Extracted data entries
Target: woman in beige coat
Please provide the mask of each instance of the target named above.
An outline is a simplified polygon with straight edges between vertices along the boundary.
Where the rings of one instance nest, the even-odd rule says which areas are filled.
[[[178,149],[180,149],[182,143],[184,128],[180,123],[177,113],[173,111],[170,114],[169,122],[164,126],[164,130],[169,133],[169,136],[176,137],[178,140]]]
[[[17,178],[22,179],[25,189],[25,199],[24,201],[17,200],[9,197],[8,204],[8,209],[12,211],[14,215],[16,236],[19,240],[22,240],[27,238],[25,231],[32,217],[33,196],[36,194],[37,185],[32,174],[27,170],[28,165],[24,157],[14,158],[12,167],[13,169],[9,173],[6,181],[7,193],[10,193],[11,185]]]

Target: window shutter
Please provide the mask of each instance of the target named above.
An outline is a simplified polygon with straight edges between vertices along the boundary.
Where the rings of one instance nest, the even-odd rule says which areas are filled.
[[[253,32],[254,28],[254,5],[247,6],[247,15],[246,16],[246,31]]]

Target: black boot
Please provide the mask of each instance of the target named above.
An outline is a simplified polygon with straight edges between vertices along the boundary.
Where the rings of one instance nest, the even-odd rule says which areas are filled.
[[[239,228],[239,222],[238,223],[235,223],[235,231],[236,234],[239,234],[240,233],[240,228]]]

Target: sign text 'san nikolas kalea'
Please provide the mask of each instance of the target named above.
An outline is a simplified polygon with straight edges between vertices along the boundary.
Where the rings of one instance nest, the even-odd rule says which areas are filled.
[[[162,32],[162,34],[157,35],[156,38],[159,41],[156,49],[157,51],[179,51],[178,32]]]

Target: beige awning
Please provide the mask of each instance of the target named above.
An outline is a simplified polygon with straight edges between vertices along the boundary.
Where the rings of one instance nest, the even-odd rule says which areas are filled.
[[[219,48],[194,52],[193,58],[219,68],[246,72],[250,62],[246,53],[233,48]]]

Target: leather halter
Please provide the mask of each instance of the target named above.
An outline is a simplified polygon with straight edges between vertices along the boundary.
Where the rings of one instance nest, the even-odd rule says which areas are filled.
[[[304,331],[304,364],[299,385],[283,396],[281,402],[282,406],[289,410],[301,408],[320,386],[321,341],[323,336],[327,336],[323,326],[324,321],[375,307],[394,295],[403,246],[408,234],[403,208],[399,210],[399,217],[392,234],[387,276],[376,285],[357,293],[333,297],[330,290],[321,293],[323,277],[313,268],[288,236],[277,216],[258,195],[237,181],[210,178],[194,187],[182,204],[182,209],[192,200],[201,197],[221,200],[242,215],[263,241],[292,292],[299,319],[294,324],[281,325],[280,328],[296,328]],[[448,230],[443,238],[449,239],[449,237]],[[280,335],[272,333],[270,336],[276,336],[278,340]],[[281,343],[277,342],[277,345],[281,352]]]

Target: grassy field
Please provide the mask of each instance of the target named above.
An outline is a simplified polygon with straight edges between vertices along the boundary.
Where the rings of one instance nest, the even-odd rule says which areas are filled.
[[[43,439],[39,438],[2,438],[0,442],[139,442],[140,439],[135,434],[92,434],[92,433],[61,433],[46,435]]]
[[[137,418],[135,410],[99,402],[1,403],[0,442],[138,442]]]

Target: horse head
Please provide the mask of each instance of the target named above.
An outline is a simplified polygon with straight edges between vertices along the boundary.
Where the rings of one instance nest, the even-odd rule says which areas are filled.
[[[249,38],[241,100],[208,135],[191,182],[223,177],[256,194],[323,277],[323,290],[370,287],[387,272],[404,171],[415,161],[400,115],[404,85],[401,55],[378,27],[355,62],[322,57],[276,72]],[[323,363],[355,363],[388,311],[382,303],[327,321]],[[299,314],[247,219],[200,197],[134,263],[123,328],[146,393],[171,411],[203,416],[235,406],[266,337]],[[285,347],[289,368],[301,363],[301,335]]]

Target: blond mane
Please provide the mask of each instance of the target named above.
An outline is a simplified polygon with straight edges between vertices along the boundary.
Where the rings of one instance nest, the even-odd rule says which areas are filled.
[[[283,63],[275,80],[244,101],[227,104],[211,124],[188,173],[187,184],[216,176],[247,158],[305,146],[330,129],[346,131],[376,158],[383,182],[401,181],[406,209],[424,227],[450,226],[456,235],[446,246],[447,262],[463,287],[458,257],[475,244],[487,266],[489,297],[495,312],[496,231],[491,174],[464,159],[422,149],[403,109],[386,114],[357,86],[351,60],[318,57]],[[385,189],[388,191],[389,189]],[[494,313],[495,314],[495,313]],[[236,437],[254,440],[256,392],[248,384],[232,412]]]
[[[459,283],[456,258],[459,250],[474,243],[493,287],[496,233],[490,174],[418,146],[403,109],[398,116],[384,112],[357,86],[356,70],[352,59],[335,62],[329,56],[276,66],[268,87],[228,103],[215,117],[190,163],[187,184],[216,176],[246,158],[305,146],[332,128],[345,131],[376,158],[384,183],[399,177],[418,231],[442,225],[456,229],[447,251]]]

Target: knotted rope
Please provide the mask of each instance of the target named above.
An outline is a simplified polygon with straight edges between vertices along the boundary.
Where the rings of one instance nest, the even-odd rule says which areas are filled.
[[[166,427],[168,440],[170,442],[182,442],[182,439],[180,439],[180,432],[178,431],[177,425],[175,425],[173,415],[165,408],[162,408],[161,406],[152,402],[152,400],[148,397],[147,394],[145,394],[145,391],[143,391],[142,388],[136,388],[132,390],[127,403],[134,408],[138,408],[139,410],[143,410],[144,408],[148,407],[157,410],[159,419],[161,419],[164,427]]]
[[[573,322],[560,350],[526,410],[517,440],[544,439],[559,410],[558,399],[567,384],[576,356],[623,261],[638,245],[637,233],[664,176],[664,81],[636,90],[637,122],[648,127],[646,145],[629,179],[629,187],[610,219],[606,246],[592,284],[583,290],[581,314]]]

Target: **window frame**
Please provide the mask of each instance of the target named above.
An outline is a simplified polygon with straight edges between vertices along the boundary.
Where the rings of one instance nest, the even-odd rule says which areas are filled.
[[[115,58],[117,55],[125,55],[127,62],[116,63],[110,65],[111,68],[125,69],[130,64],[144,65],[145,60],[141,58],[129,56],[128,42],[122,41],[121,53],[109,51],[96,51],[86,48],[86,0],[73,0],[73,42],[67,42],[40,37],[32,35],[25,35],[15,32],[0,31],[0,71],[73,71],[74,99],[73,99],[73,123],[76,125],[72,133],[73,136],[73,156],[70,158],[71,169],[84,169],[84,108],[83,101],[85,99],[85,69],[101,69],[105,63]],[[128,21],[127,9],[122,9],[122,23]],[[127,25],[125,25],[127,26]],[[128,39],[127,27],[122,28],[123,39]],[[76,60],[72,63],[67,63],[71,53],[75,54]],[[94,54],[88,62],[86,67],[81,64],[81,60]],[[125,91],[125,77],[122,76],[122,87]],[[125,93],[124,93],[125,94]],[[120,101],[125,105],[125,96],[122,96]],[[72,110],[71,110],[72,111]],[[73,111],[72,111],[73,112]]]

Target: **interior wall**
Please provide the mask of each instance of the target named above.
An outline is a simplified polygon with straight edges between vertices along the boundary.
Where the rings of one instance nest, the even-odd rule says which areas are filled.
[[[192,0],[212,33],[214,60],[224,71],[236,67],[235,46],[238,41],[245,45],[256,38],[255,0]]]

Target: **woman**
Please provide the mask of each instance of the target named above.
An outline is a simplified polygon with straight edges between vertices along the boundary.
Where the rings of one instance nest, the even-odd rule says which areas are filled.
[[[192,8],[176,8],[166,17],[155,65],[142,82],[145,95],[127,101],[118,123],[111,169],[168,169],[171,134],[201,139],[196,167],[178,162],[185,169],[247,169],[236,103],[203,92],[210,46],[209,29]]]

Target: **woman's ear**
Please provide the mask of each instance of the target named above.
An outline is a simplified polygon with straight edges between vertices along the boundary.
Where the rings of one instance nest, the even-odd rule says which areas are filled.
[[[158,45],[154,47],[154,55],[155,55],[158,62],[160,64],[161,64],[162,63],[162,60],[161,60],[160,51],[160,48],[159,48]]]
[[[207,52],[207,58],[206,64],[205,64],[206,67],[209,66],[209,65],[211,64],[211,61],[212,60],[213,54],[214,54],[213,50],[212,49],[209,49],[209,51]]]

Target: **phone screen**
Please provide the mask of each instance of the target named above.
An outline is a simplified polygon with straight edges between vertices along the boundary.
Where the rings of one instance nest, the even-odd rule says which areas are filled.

■ Problem details ■
Rewrite the part of the data that opens with the line containing "Target: **phone screen**" and runs through the end of the data as a JSON list of strings, one string per line, leaving out blank lines.

■ The reply ■
[
  "Target: **phone screen**",
  "Please provide the mask of each instance of the target named above.",
  "An outline is a simplified polygon with straight edges between vertices along the boundary.",
  "Where the rings of one instance nest, the even-odd rule says which areas are filled."
]